» **WHAT YOU ARE ASKED TO DO**
Each record below must be written out again in exactly the same form.

» **MATERIAL PROVIDED**

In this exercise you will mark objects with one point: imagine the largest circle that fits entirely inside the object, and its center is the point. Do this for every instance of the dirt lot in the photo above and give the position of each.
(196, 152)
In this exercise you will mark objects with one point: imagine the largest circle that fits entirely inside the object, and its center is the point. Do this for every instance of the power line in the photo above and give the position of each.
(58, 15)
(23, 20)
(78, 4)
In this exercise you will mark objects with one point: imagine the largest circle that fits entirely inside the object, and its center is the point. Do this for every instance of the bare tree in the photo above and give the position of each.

» **RESULT**
In this exercise you will mark objects with one point: imagine the largest circle that fits entirely inside the object, and its center is the point. Do this for every instance of the dirt lot in the photo above and give the position of each.
(196, 152)
In this exercise you will mark objects with one point: imagine the largest circle that fits entirely inside the object, and its center is the point. Do this for every instance of the power line in the photo above and give the position of each.
(58, 15)
(23, 20)
(78, 4)
In this exercise you will mark objects with one point: imagine the largest circle that fits entirely inside the object, and its center is the point. Do this for every instance of the bare tree in the photo above and give the position of each.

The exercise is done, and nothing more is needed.